:: Data extract ::

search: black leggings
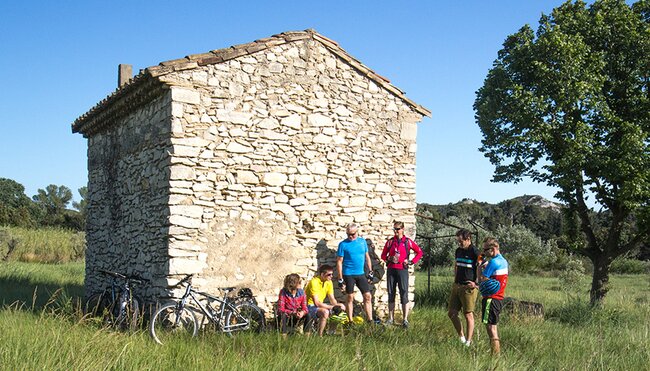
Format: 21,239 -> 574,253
386,268 -> 409,304
280,313 -> 305,334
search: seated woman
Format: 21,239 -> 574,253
278,273 -> 307,337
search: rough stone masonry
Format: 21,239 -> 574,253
72,30 -> 430,316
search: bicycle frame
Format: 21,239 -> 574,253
176,282 -> 250,333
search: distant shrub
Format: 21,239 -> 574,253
609,257 -> 650,274
495,225 -> 549,260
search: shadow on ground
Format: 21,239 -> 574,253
0,277 -> 84,310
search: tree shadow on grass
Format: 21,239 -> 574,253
0,277 -> 84,311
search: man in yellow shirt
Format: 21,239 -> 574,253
305,264 -> 345,336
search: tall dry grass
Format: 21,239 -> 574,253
0,227 -> 86,263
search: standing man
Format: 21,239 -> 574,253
381,221 -> 422,328
336,223 -> 374,323
481,237 -> 508,355
447,229 -> 478,346
305,264 -> 345,336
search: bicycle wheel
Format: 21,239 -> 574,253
111,296 -> 142,331
223,303 -> 266,333
149,303 -> 199,344
83,291 -> 111,324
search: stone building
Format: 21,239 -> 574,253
72,30 -> 430,314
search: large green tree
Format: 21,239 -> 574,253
474,0 -> 650,305
33,184 -> 72,226
0,178 -> 37,227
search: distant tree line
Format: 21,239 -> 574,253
0,178 -> 88,231
417,196 -> 650,273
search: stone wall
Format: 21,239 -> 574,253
85,92 -> 171,299
156,39 -> 421,316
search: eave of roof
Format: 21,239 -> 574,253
72,29 -> 431,137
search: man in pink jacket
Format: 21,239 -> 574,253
381,221 -> 422,328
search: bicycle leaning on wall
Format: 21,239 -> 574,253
149,274 -> 266,344
84,269 -> 149,330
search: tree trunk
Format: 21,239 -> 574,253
589,252 -> 612,306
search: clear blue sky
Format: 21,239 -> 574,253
0,0 -> 562,204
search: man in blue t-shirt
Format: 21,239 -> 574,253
336,223 -> 373,322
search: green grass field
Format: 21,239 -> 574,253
0,262 -> 650,370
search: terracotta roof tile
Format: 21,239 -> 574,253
72,29 -> 431,135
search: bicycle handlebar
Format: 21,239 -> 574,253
167,274 -> 194,289
97,269 -> 149,283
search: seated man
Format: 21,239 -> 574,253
305,264 -> 345,336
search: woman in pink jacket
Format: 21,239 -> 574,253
381,221 -> 422,328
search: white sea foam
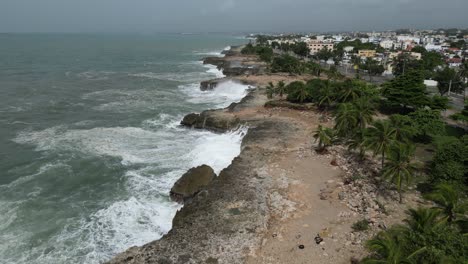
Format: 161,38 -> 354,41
203,64 -> 226,78
129,72 -> 209,82
179,81 -> 249,107
77,71 -> 116,81
11,122 -> 246,263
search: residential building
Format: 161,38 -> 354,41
307,40 -> 334,55
380,39 -> 395,49
358,50 -> 376,58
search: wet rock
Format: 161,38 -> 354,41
180,113 -> 200,127
314,234 -> 323,245
200,79 -> 222,91
180,110 -> 240,132
170,165 -> 216,202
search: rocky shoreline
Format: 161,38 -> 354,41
108,47 -> 420,264
109,44 -> 276,263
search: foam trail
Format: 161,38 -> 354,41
179,80 -> 249,108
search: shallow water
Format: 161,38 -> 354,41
0,34 -> 247,263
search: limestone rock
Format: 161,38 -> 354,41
171,165 -> 216,202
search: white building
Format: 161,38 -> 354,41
380,39 -> 395,49
397,35 -> 421,44
424,44 -> 442,51
307,40 -> 334,55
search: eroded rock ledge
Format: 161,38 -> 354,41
109,121 -> 294,264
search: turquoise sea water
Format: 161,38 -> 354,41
0,34 -> 246,263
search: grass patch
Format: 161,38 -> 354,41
445,124 -> 466,138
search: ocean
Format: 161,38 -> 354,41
0,34 -> 248,264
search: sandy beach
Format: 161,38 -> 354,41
109,46 -> 421,264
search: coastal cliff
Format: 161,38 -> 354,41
109,45 -> 276,263
108,43 -> 418,264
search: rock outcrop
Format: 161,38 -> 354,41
108,121 -> 294,264
181,110 -> 240,132
170,165 -> 216,202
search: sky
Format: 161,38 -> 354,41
0,0 -> 468,33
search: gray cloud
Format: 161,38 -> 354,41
0,0 -> 468,32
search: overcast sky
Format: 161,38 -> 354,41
0,0 -> 468,33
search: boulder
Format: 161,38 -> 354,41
200,80 -> 220,91
180,113 -> 200,127
170,165 -> 216,202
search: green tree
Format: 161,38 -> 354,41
408,109 -> 445,142
361,227 -> 425,264
314,125 -> 334,152
353,97 -> 375,130
364,120 -> 396,169
327,66 -> 344,80
393,52 -> 423,76
429,137 -> 468,185
266,82 -> 275,99
292,42 -> 310,57
346,129 -> 366,161
434,67 -> 465,96
363,208 -> 468,264
390,114 -> 416,143
411,46 -> 427,54
427,183 -> 468,223
383,143 -> 416,203
404,208 -> 444,234
286,81 -> 311,103
275,81 -> 286,98
317,81 -> 335,109
430,95 -> 449,111
382,71 -> 429,111
271,55 -> 305,74
314,47 -> 333,61
306,61 -> 322,77
334,103 -> 359,139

:::

## What needs to be done
Rewrite all of the lines above as a numbered list, omitting any blank lines and leaving out the pictures.

## Problem solution
1. search: black leggings
2. Format: 21,239 -> 574,253
3. 386,268 -> 409,304
4. 280,313 -> 305,334
5. search: seated woman
6. Format: 21,239 -> 574,253
7. 278,273 -> 307,337
8. search: rough stone masonry
9. Format: 21,239 -> 574,253
10. 72,30 -> 430,316
11. search: bicycle frame
12. Format: 21,239 -> 574,253
13. 176,282 -> 250,333
14. search: distant shrub
15. Format: 21,239 -> 574,253
16. 609,257 -> 650,274
17. 495,225 -> 549,260
18. search: shadow on ground
19. Format: 21,239 -> 574,253
20. 0,277 -> 84,310
21. search: tree shadow on grass
22. Format: 21,239 -> 574,253
23. 0,277 -> 84,311
24. search: man in yellow shirt
25. Format: 21,239 -> 574,253
26. 305,264 -> 345,336
27. search: tall dry grass
28. Format: 21,239 -> 574,253
29. 0,227 -> 86,263
30. search: standing man
31. Format: 21,239 -> 574,253
32. 381,221 -> 422,328
33. 336,223 -> 374,323
34. 481,237 -> 508,355
35. 447,229 -> 478,346
36. 305,264 -> 345,336
37. search: bicycle wheel
38. Format: 21,239 -> 574,253
39. 111,296 -> 142,331
40. 223,303 -> 266,333
41. 149,303 -> 199,344
42. 83,291 -> 111,324
43. search: stone building
44. Format: 21,239 -> 574,253
45. 72,30 -> 430,314
46. search: large green tree
47. Format: 21,239 -> 574,253
48. 474,0 -> 650,305
49. 33,184 -> 72,226
50. 0,178 -> 37,227
51. search: distant tree line
52. Format: 21,239 -> 574,253
53. 0,178 -> 88,231
54. 417,196 -> 650,273
55. search: stone wall
56. Format: 21,239 -> 574,253
57. 85,92 -> 171,299
58. 156,39 -> 421,316
59. search: eave of roof
60. Format: 21,239 -> 574,253
61. 72,29 -> 431,137
62. search: man in pink jacket
63. Format: 21,239 -> 574,253
64. 381,221 -> 422,328
65. search: bicycle leaning on wall
66. Format: 21,239 -> 574,253
67. 149,274 -> 266,344
68. 84,269 -> 149,330
69. search: tree trunk
70. Format: 21,239 -> 574,253
71. 589,252 -> 612,306
72. search: clear blue sky
73. Format: 21,239 -> 574,253
74. 0,0 -> 562,204
75. search: man in blue t-shirt
76. Format: 21,239 -> 574,253
77. 336,223 -> 373,322
78. search: green grass field
79. Format: 21,239 -> 574,253
80. 0,262 -> 650,370
81. search: terracotta roof tile
82. Format: 21,239 -> 574,253
83. 72,29 -> 431,135
84. search: bicycle handlebar
85. Format: 21,239 -> 574,253
86. 167,274 -> 194,289
87. 97,269 -> 149,283
88. search: seated man
89. Format: 21,239 -> 574,253
90. 305,264 -> 345,336
91. search: woman in pink jacket
92. Format: 21,239 -> 574,253
93. 381,221 -> 422,328
94. search: white sea foam
95. Format: 161,38 -> 354,41
96. 203,64 -> 226,78
97. 129,72 -> 209,82
98. 179,81 -> 249,107
99. 77,71 -> 116,81
100. 11,122 -> 246,263
101. search: residential building
102. Format: 161,38 -> 354,41
103. 307,40 -> 334,55
104. 380,39 -> 395,49
105. 358,50 -> 376,58
106. search: wet rock
107. Format: 161,38 -> 354,41
108. 180,113 -> 200,127
109. 314,234 -> 323,245
110. 200,79 -> 222,91
111. 180,110 -> 240,132
112. 170,165 -> 216,202
113. search: rocky shoreline
114. Format: 161,38 -> 354,41
115. 108,47 -> 420,264
116. 109,44 -> 276,263
117. search: foam trail
118. Format: 161,38 -> 354,41
119. 179,80 -> 249,108
120. search: shallow water
121. Format: 161,38 -> 354,41
122. 0,34 -> 247,263
123. search: limestone rock
124. Format: 161,38 -> 354,41
125. 171,165 -> 216,202
126. search: white building
127. Format: 161,38 -> 354,41
128. 380,39 -> 395,49
129. 397,35 -> 421,44
130. 424,44 -> 442,51
131. 307,40 -> 334,55
132. search: eroded rock ledge
133. Format: 161,38 -> 354,41
134. 109,121 -> 294,264
135. search: turquoise sea water
136. Format: 161,38 -> 354,41
137. 0,34 -> 246,263
138. search: grass patch
139. Format: 161,38 -> 354,41
140. 445,124 -> 466,138
141. search: ocean
142. Format: 161,38 -> 354,41
143. 0,34 -> 248,264
144. search: sandy beach
145. Format: 161,38 -> 354,41
146. 109,46 -> 421,264
147. search: coastal cliff
148. Format: 161,38 -> 354,41
149. 109,45 -> 276,263
150. 108,43 -> 418,264
151. search: rock outcrop
152. Format: 161,38 -> 354,41
153. 108,121 -> 294,264
154. 181,110 -> 240,132
155. 170,165 -> 216,202
156. search: sky
157. Format: 161,38 -> 354,41
158. 0,0 -> 468,33
159. search: gray cloud
160. Format: 161,38 -> 354,41
161. 0,0 -> 468,32
162. search: overcast sky
163. Format: 161,38 -> 354,41
164. 0,0 -> 468,33
165. search: boulder
166. Format: 161,38 -> 354,41
167. 200,80 -> 220,91
168. 180,113 -> 200,127
169. 170,165 -> 216,202
170. search: green tree
171. Format: 161,38 -> 354,41
172. 408,109 -> 445,142
173. 361,227 -> 425,264
174. 314,125 -> 334,152
175. 353,97 -> 375,130
176. 364,120 -> 396,169
177. 327,66 -> 344,80
178. 393,52 -> 423,76
179. 429,137 -> 468,185
180. 266,82 -> 275,99
181. 292,42 -> 310,57
182. 346,129 -> 366,161
183. 434,67 -> 465,96
184. 363,208 -> 468,264
185. 390,114 -> 416,143
186. 411,46 -> 427,54
187. 427,183 -> 468,223
188. 383,143 -> 416,203
189. 404,208 -> 444,234
190. 286,81 -> 311,103
191. 275,81 -> 286,98
192. 317,81 -> 335,109
193. 430,95 -> 449,111
194. 382,71 -> 429,111
195. 271,55 -> 305,74
196. 314,47 -> 333,61
197. 306,61 -> 322,77
198. 334,103 -> 359,139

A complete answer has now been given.